:: Records supplied

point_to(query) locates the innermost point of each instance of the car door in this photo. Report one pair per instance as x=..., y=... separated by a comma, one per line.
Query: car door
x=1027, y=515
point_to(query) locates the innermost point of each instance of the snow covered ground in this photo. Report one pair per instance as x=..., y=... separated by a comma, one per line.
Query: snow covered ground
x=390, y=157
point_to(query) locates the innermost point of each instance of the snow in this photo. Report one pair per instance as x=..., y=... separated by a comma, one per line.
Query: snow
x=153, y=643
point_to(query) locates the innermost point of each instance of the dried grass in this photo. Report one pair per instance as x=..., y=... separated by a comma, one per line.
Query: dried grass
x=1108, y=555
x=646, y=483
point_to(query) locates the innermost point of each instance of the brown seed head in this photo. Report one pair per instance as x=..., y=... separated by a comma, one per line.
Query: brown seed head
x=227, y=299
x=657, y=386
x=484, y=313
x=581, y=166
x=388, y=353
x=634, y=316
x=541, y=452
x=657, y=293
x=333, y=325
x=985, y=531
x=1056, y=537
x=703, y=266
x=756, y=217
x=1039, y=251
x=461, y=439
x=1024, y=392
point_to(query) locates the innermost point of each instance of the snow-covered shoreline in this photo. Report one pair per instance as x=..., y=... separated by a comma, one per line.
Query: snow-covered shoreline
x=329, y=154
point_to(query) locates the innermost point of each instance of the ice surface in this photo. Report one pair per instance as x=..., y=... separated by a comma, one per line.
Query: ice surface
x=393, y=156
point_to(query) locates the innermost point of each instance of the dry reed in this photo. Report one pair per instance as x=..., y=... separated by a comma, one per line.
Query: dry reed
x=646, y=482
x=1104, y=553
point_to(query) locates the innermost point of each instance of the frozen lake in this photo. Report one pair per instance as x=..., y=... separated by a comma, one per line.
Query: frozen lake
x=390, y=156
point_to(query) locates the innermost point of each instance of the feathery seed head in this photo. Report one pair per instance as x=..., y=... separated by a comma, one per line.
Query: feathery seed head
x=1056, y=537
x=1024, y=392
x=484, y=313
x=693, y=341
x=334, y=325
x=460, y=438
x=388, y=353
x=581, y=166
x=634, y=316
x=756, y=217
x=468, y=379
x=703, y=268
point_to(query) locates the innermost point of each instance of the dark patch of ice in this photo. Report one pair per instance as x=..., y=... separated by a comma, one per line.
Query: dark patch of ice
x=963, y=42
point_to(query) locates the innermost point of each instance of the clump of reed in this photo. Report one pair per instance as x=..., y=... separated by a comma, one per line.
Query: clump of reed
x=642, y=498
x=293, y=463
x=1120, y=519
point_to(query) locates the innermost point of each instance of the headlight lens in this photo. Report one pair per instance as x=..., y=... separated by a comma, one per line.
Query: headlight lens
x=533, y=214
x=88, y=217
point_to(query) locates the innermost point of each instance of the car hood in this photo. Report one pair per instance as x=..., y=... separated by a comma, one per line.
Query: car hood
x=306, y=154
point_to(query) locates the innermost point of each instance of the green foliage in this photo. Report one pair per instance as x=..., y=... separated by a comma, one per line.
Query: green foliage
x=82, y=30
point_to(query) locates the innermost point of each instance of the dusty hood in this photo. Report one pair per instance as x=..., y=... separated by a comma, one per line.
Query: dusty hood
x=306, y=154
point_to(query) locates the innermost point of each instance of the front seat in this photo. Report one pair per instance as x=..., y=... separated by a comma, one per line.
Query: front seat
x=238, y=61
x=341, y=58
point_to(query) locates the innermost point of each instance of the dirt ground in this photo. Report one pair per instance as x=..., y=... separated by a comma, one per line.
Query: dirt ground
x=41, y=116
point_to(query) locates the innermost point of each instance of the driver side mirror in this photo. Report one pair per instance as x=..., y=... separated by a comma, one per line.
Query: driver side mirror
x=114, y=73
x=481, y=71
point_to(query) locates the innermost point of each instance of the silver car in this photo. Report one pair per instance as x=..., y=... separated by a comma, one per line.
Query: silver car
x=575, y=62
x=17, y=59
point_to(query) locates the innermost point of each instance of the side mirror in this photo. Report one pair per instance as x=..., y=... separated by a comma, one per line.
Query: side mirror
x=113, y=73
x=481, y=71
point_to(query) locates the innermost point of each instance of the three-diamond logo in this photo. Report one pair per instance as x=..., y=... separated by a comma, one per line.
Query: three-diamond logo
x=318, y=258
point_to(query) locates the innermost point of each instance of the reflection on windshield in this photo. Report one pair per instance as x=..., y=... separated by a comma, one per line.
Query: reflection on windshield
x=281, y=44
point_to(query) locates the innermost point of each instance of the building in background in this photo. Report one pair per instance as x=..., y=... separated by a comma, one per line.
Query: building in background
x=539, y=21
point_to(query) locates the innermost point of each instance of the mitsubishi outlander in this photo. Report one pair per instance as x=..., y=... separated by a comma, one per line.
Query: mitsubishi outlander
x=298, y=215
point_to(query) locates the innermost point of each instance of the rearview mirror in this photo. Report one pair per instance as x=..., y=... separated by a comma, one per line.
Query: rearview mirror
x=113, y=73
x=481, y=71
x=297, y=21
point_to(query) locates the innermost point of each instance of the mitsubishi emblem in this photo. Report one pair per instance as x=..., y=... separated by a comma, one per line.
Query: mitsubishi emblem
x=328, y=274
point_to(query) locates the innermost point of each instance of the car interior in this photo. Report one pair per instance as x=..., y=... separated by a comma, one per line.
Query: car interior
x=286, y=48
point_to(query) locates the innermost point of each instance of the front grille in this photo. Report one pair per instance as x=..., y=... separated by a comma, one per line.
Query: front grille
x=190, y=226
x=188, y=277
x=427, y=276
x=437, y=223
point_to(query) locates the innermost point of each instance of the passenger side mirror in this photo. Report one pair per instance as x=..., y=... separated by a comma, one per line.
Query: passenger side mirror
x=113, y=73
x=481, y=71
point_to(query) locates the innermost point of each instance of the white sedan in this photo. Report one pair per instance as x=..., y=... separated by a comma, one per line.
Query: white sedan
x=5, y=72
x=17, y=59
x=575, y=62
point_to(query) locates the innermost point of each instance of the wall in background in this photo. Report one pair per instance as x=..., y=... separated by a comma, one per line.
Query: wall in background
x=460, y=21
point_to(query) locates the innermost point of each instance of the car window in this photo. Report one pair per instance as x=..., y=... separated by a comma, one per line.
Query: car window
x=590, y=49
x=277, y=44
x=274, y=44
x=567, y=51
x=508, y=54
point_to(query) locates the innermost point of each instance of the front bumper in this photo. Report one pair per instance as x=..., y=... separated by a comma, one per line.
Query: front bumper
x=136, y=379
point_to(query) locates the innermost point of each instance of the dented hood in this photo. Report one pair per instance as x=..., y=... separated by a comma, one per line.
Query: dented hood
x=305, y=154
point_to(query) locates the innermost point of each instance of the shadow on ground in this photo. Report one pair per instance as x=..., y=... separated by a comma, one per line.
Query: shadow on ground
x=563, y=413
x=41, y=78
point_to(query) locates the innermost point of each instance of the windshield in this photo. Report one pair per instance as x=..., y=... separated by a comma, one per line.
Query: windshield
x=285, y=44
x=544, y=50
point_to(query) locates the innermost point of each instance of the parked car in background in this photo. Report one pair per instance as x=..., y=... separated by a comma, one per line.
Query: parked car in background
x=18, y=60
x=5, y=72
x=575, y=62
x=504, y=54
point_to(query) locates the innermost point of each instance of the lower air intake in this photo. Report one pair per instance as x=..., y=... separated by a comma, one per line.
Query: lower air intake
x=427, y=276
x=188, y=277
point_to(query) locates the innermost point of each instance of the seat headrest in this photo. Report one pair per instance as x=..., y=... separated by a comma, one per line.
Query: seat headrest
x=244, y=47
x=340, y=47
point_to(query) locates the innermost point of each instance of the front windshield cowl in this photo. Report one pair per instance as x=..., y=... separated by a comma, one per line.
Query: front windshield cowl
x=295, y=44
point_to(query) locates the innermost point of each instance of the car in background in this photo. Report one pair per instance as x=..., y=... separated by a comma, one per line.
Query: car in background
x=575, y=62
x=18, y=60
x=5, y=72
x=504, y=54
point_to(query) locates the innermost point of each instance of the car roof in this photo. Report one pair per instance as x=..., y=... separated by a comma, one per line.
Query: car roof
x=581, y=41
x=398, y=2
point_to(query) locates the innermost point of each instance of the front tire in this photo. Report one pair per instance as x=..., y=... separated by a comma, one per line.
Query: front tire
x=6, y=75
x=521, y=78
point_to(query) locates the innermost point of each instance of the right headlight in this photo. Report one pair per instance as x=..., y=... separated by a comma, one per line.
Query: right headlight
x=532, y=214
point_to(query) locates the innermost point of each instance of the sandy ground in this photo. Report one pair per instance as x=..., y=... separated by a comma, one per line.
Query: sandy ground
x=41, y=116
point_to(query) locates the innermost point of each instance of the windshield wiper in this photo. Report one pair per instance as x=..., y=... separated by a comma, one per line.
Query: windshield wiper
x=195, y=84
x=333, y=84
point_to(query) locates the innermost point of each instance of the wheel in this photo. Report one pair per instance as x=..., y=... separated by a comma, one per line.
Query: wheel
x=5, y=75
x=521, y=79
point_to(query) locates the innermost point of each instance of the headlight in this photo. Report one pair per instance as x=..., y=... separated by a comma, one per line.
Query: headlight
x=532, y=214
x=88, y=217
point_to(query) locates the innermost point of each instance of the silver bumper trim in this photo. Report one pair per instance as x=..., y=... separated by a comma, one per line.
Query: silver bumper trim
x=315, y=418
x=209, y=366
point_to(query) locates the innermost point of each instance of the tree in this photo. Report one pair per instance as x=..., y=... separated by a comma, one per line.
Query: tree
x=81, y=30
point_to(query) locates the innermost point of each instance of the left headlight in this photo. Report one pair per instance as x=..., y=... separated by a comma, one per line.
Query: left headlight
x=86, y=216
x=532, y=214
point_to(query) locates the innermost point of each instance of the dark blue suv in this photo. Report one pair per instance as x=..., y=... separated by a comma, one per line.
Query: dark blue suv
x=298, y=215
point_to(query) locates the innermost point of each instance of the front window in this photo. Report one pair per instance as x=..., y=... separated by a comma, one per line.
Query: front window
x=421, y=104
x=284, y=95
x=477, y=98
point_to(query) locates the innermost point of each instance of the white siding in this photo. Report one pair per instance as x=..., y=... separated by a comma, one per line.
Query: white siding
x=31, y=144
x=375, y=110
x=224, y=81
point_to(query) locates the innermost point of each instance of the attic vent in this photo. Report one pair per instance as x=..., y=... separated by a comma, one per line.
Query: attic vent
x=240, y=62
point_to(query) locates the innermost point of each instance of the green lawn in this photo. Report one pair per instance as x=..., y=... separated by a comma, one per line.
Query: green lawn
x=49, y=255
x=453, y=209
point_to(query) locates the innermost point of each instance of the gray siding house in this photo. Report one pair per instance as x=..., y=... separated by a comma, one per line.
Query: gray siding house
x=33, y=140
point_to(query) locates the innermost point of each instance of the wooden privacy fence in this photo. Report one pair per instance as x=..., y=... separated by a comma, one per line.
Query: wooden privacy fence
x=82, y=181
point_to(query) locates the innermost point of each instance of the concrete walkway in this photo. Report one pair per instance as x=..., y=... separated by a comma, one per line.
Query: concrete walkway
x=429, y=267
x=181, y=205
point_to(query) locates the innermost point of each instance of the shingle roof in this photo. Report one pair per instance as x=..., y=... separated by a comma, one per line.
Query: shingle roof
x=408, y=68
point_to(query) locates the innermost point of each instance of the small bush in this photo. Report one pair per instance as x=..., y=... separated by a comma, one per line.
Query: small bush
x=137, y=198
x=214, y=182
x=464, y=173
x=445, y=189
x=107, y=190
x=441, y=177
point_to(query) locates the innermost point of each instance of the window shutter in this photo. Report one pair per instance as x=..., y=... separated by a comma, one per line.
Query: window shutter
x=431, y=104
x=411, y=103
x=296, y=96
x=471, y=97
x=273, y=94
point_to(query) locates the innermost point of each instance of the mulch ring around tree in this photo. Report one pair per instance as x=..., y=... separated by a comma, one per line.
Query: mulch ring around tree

::::

- _Your goal_
Beginning with the line that has "of the right" and ending with the line that has "the windshield wiper", set down the lines above exactly and include no others.

- _Your response_
point_to(query) locates the innermost point of each instance of the right headlight in this photo. Report one pair per instance as x=..., y=... separated by a comma, one per line.
Query: right headlight
x=532, y=214
point_to(query) locates the innermost point of each instance of the sandy ground in this photo. Report one pair per instance as x=..., y=... separated by a comma, one per line.
Query: sandy ground
x=41, y=116
point_to(query) locates the innermost point of each instance of the windshield wiper in this photo. Report one pair per instance as x=..., y=... separated by a comma, one per line.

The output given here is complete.